BEGIN DOCUMENT EXCERPT

Machine Learning: Visual Identification of Damage Box
This project was developed using ".ipynb" files that were written in Portuguese, therefore, its repository contains the files in this same language.
To access the project repository, with all it's files in Portuguese, click HERE
The ".ipynb" used to develop the project is called "machine_learning_damaged_boxid.ipynb". You can also click onto the Google Colaboratoy Link for project visualization
To be able to execute the .ipynb file, it is necessary to execute a process.
- Access the Google Drive link to download "dataset-desafio" zipped folder
- Unpack the "dataset-desafio" folder
- Add the .ipynb file to the "dataset-desafio" folder
- Add the "dataset-desafio" folder to the google drive, following the procedure:
- gdrive/MyDrive/Colab Notebooks
- Inside the "dataset-desafio" folder, you will have a folder called "dataset-desafio-MEduarda" that will contain all the results presented when the program was run by me, such as images generated by augmentation, within their respective folders, and the checkpoints saved.

END DOCUMENT EXCERPT
BEGIN RECORD LIST

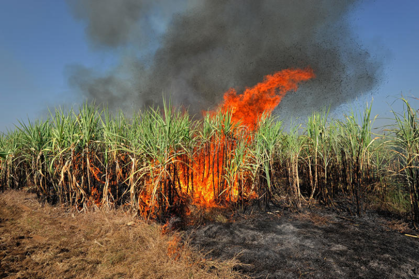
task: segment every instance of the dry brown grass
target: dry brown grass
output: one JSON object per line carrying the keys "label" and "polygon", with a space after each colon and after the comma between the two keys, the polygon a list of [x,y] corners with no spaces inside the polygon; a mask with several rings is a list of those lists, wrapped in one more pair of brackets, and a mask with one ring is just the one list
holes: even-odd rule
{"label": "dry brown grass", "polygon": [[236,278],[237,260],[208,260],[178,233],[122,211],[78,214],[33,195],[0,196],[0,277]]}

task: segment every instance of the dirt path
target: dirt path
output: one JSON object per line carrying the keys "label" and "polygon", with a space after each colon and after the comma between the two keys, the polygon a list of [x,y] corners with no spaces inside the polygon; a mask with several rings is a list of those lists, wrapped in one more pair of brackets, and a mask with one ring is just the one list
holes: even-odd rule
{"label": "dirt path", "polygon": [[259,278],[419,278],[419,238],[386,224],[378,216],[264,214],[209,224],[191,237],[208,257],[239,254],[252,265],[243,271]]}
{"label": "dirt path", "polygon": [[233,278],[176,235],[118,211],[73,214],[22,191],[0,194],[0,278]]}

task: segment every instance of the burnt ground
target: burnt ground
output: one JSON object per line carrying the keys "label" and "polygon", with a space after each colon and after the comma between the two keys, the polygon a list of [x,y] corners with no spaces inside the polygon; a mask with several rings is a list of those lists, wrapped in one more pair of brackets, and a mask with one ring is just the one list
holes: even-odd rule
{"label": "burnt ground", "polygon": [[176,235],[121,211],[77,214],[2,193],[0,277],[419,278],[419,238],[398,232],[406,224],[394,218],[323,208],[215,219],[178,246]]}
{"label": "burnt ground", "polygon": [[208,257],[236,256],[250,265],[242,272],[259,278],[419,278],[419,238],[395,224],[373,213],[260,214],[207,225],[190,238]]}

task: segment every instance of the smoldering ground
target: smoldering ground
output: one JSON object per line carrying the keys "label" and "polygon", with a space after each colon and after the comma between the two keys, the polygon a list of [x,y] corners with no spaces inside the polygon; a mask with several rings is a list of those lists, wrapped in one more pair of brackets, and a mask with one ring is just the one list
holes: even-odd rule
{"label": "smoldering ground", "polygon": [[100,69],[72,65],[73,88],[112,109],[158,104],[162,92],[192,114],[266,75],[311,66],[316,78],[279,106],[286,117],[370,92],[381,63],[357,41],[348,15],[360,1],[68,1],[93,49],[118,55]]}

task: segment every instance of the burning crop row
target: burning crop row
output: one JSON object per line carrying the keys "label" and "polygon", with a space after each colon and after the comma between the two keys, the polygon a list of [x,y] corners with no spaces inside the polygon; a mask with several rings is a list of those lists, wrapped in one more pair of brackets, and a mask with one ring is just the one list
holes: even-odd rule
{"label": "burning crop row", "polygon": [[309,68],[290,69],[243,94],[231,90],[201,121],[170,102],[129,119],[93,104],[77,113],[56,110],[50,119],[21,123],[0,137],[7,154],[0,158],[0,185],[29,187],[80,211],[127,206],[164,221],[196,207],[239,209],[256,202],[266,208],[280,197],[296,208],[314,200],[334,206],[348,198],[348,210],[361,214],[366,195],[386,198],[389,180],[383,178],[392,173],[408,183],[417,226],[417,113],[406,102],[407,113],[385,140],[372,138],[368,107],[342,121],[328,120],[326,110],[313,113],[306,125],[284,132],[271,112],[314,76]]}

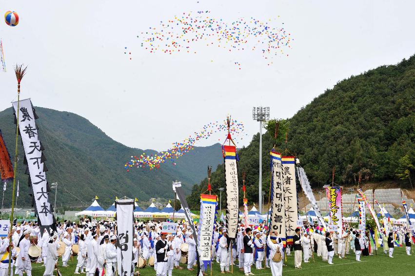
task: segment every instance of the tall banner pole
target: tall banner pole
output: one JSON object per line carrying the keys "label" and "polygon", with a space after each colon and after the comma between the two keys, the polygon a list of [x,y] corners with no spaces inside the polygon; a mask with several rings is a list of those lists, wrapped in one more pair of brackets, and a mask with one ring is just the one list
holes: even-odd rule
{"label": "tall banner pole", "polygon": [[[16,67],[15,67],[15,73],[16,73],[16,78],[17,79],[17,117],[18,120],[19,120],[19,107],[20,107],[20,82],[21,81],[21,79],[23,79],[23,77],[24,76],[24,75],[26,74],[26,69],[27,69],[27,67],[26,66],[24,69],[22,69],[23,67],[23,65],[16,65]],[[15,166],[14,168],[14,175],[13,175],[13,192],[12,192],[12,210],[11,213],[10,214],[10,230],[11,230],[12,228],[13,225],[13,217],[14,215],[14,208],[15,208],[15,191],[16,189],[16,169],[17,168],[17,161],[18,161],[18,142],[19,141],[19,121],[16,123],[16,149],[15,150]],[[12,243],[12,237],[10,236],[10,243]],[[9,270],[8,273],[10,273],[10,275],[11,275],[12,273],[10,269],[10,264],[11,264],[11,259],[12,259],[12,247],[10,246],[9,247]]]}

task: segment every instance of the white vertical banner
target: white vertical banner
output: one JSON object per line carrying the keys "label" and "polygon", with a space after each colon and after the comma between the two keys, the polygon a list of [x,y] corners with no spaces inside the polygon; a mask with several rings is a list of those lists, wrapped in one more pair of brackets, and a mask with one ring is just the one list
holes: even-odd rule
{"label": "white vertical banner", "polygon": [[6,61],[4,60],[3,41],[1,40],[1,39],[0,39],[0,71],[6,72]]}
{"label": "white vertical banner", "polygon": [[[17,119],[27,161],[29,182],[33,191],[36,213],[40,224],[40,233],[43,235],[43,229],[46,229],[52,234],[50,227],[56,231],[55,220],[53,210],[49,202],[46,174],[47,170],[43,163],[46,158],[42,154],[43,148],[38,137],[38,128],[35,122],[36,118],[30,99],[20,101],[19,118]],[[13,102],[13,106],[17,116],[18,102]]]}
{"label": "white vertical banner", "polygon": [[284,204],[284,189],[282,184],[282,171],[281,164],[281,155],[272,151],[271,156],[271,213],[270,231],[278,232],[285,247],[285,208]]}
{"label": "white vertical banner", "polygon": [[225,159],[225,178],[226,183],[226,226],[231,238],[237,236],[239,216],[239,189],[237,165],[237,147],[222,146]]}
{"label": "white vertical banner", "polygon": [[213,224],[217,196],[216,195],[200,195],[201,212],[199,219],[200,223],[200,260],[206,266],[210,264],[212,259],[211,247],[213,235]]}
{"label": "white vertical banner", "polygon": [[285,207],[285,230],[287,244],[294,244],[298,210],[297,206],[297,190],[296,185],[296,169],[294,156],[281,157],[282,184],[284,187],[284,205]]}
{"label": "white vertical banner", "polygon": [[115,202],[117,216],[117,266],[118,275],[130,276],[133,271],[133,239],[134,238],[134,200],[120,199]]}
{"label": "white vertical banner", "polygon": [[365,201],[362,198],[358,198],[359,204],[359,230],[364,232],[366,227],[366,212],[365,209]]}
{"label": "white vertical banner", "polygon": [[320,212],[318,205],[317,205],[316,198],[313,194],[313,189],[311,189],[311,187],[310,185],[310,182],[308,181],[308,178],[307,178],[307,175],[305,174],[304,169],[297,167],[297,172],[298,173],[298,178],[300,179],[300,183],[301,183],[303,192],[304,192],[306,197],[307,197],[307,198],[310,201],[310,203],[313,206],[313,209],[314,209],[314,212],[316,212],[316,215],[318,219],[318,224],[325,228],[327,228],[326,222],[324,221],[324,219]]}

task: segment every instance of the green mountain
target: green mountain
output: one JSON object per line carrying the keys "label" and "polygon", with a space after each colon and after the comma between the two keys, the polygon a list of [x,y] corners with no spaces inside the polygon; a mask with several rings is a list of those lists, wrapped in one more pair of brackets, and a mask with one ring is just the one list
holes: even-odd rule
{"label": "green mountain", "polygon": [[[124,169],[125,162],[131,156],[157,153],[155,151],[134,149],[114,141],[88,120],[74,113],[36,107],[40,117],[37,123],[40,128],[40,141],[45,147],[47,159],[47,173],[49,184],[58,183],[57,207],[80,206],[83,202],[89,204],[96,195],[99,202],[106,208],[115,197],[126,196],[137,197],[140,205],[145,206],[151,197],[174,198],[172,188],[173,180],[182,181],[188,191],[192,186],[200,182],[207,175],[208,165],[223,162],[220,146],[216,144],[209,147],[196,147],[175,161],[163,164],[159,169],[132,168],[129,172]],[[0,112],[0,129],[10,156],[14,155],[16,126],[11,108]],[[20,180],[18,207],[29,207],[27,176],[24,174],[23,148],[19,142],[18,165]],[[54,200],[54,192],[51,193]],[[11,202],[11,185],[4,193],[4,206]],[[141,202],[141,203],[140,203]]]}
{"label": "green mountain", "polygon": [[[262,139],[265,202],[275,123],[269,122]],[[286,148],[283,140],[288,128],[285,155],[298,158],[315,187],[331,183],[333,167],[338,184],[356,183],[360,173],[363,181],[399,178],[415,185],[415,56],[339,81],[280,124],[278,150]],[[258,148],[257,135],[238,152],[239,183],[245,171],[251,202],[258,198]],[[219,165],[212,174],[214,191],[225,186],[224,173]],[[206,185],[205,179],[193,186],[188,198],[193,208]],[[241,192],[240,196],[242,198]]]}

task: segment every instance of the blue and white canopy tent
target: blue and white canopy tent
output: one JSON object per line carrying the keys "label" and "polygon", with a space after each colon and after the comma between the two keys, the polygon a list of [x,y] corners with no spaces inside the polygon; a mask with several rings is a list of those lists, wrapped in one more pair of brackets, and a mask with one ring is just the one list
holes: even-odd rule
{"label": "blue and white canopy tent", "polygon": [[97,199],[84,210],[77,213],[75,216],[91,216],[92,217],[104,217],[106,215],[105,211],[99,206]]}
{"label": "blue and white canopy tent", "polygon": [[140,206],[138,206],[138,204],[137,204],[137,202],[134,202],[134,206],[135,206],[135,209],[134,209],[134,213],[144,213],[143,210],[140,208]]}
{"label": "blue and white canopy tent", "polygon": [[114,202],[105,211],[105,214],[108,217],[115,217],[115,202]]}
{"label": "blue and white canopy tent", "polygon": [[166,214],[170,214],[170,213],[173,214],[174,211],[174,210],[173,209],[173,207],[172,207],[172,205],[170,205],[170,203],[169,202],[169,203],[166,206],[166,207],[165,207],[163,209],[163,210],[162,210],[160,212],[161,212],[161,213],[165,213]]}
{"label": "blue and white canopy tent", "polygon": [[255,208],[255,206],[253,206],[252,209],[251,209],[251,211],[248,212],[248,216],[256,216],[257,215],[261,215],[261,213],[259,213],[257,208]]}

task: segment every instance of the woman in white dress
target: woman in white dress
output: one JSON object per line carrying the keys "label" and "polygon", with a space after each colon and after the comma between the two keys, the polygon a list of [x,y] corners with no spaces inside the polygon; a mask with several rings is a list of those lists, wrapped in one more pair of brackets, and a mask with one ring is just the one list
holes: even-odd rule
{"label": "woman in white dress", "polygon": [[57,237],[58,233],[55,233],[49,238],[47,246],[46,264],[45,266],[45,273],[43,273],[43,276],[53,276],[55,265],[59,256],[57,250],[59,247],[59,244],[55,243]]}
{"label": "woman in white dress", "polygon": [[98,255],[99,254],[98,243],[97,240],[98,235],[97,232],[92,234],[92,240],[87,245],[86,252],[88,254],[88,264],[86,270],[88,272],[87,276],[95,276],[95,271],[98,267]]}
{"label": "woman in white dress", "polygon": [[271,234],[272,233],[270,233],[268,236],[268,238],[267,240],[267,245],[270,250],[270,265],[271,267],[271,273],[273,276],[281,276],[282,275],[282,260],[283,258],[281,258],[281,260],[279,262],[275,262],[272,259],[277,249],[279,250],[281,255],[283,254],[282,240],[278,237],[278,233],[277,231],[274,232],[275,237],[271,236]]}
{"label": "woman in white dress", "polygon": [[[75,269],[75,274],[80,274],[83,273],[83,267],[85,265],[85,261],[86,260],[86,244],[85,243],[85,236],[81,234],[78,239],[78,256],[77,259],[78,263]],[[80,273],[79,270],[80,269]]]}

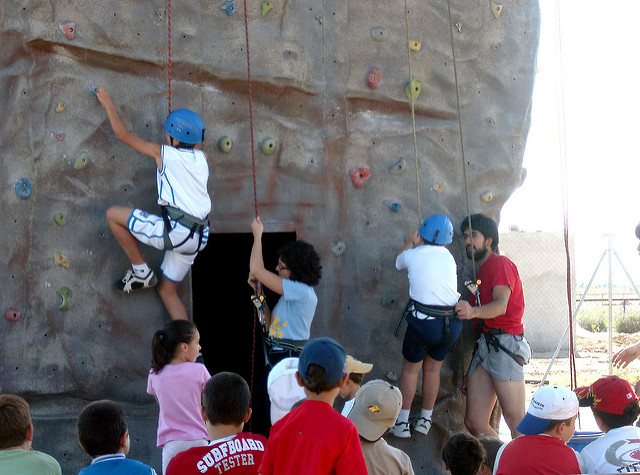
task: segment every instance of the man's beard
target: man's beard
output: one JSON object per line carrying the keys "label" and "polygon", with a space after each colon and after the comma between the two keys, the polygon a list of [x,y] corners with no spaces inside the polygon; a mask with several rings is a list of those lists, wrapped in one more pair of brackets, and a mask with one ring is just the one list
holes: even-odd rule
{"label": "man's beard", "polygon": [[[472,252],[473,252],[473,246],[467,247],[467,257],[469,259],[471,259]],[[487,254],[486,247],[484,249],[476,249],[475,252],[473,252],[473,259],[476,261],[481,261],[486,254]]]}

END RECORD LIST

→ PROBLEM TO SOLVE
According to the page on visual identification of damaged boxes, what is the name of the .ipynb file used to develop the project? The material has no role in this exercise.

→ COMPLETE OUTPUT
machine_learning_damaged_boxid.ipynb